>> Start
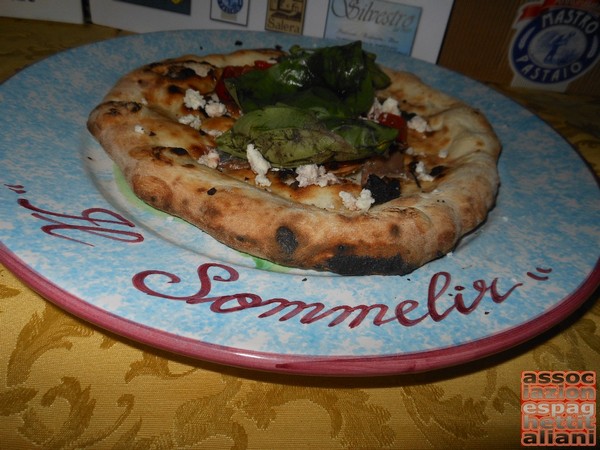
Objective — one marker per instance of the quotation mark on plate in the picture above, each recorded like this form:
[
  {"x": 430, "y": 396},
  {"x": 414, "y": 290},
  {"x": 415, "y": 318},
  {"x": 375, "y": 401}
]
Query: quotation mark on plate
[{"x": 18, "y": 188}]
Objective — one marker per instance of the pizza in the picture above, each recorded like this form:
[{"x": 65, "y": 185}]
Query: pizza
[{"x": 316, "y": 159}]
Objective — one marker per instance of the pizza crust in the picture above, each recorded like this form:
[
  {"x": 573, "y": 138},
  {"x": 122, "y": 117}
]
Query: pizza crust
[{"x": 308, "y": 228}]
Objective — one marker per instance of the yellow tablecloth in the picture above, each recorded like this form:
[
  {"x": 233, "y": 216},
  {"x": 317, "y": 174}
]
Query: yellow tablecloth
[{"x": 65, "y": 384}]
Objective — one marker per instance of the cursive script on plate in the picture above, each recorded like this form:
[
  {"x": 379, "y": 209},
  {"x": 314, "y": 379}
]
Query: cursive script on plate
[{"x": 407, "y": 312}]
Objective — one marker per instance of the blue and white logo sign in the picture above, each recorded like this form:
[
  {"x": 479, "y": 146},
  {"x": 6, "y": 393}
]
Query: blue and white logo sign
[
  {"x": 554, "y": 44},
  {"x": 231, "y": 6}
]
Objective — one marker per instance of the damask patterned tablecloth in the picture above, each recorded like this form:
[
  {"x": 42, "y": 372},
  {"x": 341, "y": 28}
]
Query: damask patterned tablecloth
[{"x": 67, "y": 384}]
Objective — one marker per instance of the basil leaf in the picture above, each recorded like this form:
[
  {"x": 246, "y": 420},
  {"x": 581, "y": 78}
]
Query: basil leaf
[
  {"x": 364, "y": 136},
  {"x": 305, "y": 108},
  {"x": 285, "y": 136}
]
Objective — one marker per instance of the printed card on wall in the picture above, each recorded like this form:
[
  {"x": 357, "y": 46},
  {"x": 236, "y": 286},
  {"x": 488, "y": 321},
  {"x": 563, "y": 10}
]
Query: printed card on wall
[
  {"x": 180, "y": 6},
  {"x": 380, "y": 22},
  {"x": 286, "y": 16},
  {"x": 232, "y": 11}
]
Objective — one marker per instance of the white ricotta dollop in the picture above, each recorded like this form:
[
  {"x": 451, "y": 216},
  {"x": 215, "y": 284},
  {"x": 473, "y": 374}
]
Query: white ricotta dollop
[
  {"x": 259, "y": 165},
  {"x": 312, "y": 174},
  {"x": 215, "y": 109},
  {"x": 191, "y": 120},
  {"x": 193, "y": 99},
  {"x": 210, "y": 159}
]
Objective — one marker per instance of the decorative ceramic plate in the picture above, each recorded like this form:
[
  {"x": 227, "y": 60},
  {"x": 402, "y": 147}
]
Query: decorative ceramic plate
[{"x": 71, "y": 229}]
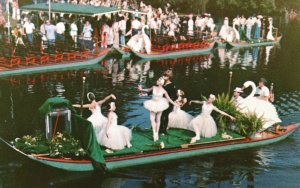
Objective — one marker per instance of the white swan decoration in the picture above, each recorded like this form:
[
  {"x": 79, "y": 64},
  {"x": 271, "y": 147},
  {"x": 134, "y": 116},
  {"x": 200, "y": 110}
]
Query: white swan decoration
[
  {"x": 140, "y": 42},
  {"x": 261, "y": 108},
  {"x": 237, "y": 34}
]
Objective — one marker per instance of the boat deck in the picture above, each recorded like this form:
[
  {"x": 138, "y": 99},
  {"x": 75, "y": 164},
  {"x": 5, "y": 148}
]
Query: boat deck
[{"x": 142, "y": 141}]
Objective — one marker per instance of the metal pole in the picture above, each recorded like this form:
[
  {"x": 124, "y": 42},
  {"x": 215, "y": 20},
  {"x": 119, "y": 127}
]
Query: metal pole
[
  {"x": 82, "y": 95},
  {"x": 49, "y": 9},
  {"x": 8, "y": 20},
  {"x": 229, "y": 82},
  {"x": 272, "y": 97}
]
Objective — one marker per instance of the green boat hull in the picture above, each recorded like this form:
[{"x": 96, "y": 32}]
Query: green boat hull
[
  {"x": 124, "y": 55},
  {"x": 254, "y": 44},
  {"x": 175, "y": 54},
  {"x": 160, "y": 155},
  {"x": 54, "y": 67}
]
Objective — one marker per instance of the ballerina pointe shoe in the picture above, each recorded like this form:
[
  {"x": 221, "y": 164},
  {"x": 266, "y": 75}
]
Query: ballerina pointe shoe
[{"x": 194, "y": 140}]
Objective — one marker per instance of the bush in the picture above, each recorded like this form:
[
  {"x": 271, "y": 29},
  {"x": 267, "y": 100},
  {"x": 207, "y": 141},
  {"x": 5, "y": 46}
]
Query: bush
[
  {"x": 244, "y": 124},
  {"x": 61, "y": 145}
]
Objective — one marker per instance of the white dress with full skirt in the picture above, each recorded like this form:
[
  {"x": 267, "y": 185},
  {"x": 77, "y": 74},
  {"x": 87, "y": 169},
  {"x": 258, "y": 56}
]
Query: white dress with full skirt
[
  {"x": 119, "y": 136},
  {"x": 158, "y": 103},
  {"x": 97, "y": 119},
  {"x": 261, "y": 108},
  {"x": 179, "y": 119},
  {"x": 270, "y": 32},
  {"x": 205, "y": 122}
]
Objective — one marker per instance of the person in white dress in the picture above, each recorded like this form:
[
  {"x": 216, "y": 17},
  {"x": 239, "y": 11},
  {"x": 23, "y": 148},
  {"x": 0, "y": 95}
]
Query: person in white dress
[
  {"x": 261, "y": 108},
  {"x": 270, "y": 32},
  {"x": 114, "y": 136},
  {"x": 204, "y": 125},
  {"x": 157, "y": 104},
  {"x": 179, "y": 118},
  {"x": 262, "y": 91},
  {"x": 96, "y": 118}
]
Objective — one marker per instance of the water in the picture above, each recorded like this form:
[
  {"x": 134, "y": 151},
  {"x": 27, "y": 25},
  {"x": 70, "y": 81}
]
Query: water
[{"x": 276, "y": 165}]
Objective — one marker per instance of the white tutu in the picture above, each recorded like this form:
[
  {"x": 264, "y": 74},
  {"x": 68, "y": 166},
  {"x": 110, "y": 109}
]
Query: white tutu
[
  {"x": 158, "y": 104},
  {"x": 97, "y": 119},
  {"x": 179, "y": 119},
  {"x": 204, "y": 122},
  {"x": 119, "y": 136},
  {"x": 206, "y": 125}
]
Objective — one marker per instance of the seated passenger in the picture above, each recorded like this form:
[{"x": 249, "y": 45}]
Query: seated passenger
[{"x": 114, "y": 136}]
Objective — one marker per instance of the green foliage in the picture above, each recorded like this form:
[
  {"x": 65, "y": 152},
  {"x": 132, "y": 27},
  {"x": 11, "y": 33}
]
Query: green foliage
[
  {"x": 244, "y": 124},
  {"x": 61, "y": 145}
]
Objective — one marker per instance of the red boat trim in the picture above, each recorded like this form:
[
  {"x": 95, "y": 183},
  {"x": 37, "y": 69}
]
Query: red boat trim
>> End
Instructions for the task:
Restate each line of the records exactly; pictures do not belong in the copy.

Task answer:
Objective — one marker per instance of the quotation mark on plate in the picture above, each recorded like this form:
[
  {"x": 430, "y": 396},
  {"x": 414, "y": 290},
  {"x": 415, "y": 318},
  {"x": 375, "y": 401}
]
Query: quotation mark on plate
[{"x": 18, "y": 188}]
Objective — one marker per instance of the pizza in the picture above, each recorded like this form:
[{"x": 65, "y": 185}]
Query: pizza
[{"x": 316, "y": 159}]
Objective — one marker per instance of the pizza crust in the picture above, each recorded like this form:
[
  {"x": 573, "y": 138},
  {"x": 122, "y": 117}
]
Query: pizza crust
[{"x": 308, "y": 228}]
Objective — one marker per instance of the yellow tablecloth in the picture above, each recorded like this form:
[
  {"x": 233, "y": 216},
  {"x": 317, "y": 174}
]
Query: yellow tablecloth
[{"x": 65, "y": 384}]
Objective — one marker per instance of the cursive script on plate in the picture above, each recorded like this form:
[
  {"x": 379, "y": 209},
  {"x": 314, "y": 379}
]
Query: cursive script on plate
[{"x": 407, "y": 312}]
Objective — one marker per instance of the blue and white logo sign in the picture above, each recorded like this form:
[
  {"x": 479, "y": 146},
  {"x": 6, "y": 393}
]
Query: blue and white logo sign
[
  {"x": 554, "y": 44},
  {"x": 231, "y": 6}
]
Objective — one marker per instance of the damask patterned tablecloth in the picture above, each recorded like this form:
[
  {"x": 42, "y": 372},
  {"x": 341, "y": 28}
]
Query: damask patterned tablecloth
[{"x": 67, "y": 384}]
Objective — one marker per instance of the basil leaf in the picture above, each recorded like this form:
[
  {"x": 246, "y": 420},
  {"x": 581, "y": 78}
]
Query: basil leaf
[
  {"x": 364, "y": 136},
  {"x": 305, "y": 108},
  {"x": 285, "y": 136}
]
Objective — one marker per instance of the printed card on wall in the picture above, each recorded like this form:
[
  {"x": 357, "y": 46},
  {"x": 236, "y": 286},
  {"x": 488, "y": 321},
  {"x": 563, "y": 10}
]
Query: printed card on wall
[
  {"x": 180, "y": 6},
  {"x": 380, "y": 22},
  {"x": 286, "y": 16},
  {"x": 232, "y": 11}
]
Objective — one marker per instance of the white ricotta dollop in the picture above, each recorded like this form:
[
  {"x": 451, "y": 216},
  {"x": 215, "y": 284},
  {"x": 473, "y": 374}
]
Query: white ricotta dollop
[
  {"x": 259, "y": 165},
  {"x": 312, "y": 174},
  {"x": 215, "y": 109},
  {"x": 191, "y": 120},
  {"x": 193, "y": 99},
  {"x": 210, "y": 159}
]
Objective — one marker per instance of the decorative ceramic plate in the picture above, each recorded like this form:
[
  {"x": 227, "y": 60},
  {"x": 402, "y": 147}
]
Query: decorative ceramic plate
[{"x": 71, "y": 229}]
Objective — one marker per instance of the white swan decoration in the picture above, each recorded like this form:
[
  {"x": 79, "y": 64},
  {"x": 271, "y": 147},
  {"x": 134, "y": 116},
  {"x": 200, "y": 110}
]
Query: white swan decoration
[
  {"x": 140, "y": 42},
  {"x": 261, "y": 108},
  {"x": 237, "y": 34}
]
Objective — one marker per instance of the boat deck in the picture above, each recorded like this form:
[
  {"x": 138, "y": 99},
  {"x": 75, "y": 164},
  {"x": 5, "y": 148}
]
Query: boat deck
[{"x": 142, "y": 141}]
Objective — one marker per instance of the metal pole in the picture above, each recorded like this form:
[
  {"x": 124, "y": 42},
  {"x": 215, "y": 20},
  {"x": 119, "y": 127}
]
Query: metal pole
[
  {"x": 82, "y": 95},
  {"x": 49, "y": 9},
  {"x": 8, "y": 20},
  {"x": 229, "y": 82},
  {"x": 272, "y": 97}
]
Objective — one marker per instance of the green boat hull in the picture above, each recorded like this form:
[{"x": 96, "y": 32}]
Query: green boat hull
[
  {"x": 124, "y": 55},
  {"x": 254, "y": 44},
  {"x": 175, "y": 54},
  {"x": 160, "y": 155},
  {"x": 54, "y": 67}
]
Objective — one marker per instance of the ballerina pointe shoe in the picture above, each recorded like this form:
[
  {"x": 221, "y": 164},
  {"x": 266, "y": 75}
]
Query: ballerina pointe shoe
[{"x": 194, "y": 140}]
Objective — one marker per instance of the bush in the picture above, each recorded like this form:
[
  {"x": 271, "y": 29},
  {"x": 267, "y": 100},
  {"x": 207, "y": 141},
  {"x": 5, "y": 46}
]
Query: bush
[
  {"x": 244, "y": 124},
  {"x": 61, "y": 145}
]
Objective — one marker per instance of the white dress with full skirt in the picture above, each recorded like this form:
[
  {"x": 267, "y": 185},
  {"x": 77, "y": 74},
  {"x": 87, "y": 169},
  {"x": 258, "y": 56}
]
Query: white dress with full skirt
[
  {"x": 119, "y": 136},
  {"x": 158, "y": 103},
  {"x": 97, "y": 119},
  {"x": 261, "y": 108},
  {"x": 179, "y": 119},
  {"x": 270, "y": 32},
  {"x": 205, "y": 122}
]
Objective — one marker per instance of the person in white dress in the picture above, each recorded like this form:
[
  {"x": 216, "y": 17},
  {"x": 239, "y": 11},
  {"x": 23, "y": 148},
  {"x": 0, "y": 95}
]
Query: person in white dress
[
  {"x": 261, "y": 108},
  {"x": 270, "y": 32},
  {"x": 114, "y": 136},
  {"x": 204, "y": 125},
  {"x": 157, "y": 104},
  {"x": 179, "y": 118},
  {"x": 262, "y": 91},
  {"x": 96, "y": 118}
]
Objective — one marker per instance of the water in the picture above, each recorded like this form:
[
  {"x": 134, "y": 151},
  {"x": 27, "y": 25},
  {"x": 70, "y": 81}
]
Query: water
[{"x": 276, "y": 165}]
Objective — one marker per instance of the white tutu in the picture above, each recorded like this form:
[
  {"x": 264, "y": 74},
  {"x": 68, "y": 166},
  {"x": 110, "y": 109}
]
Query: white tutu
[
  {"x": 158, "y": 104},
  {"x": 97, "y": 119},
  {"x": 179, "y": 119},
  {"x": 204, "y": 122},
  {"x": 119, "y": 136},
  {"x": 206, "y": 125}
]
Objective — one marker per instance of the seated passenger in the picture above, each recorded like this form:
[{"x": 249, "y": 45}]
Query: seated passenger
[{"x": 114, "y": 136}]
Objective — one marker per instance of the green foliage in the picture above, each recorded like this form:
[
  {"x": 65, "y": 152},
  {"x": 132, "y": 27},
  {"x": 11, "y": 33}
]
Query: green foliage
[
  {"x": 244, "y": 124},
  {"x": 61, "y": 145}
]
Objective — one marker per instance of the red boat trim in the picture above, each recorded like this form:
[
  {"x": 95, "y": 183},
  {"x": 37, "y": 69}
]
Query: red boat trim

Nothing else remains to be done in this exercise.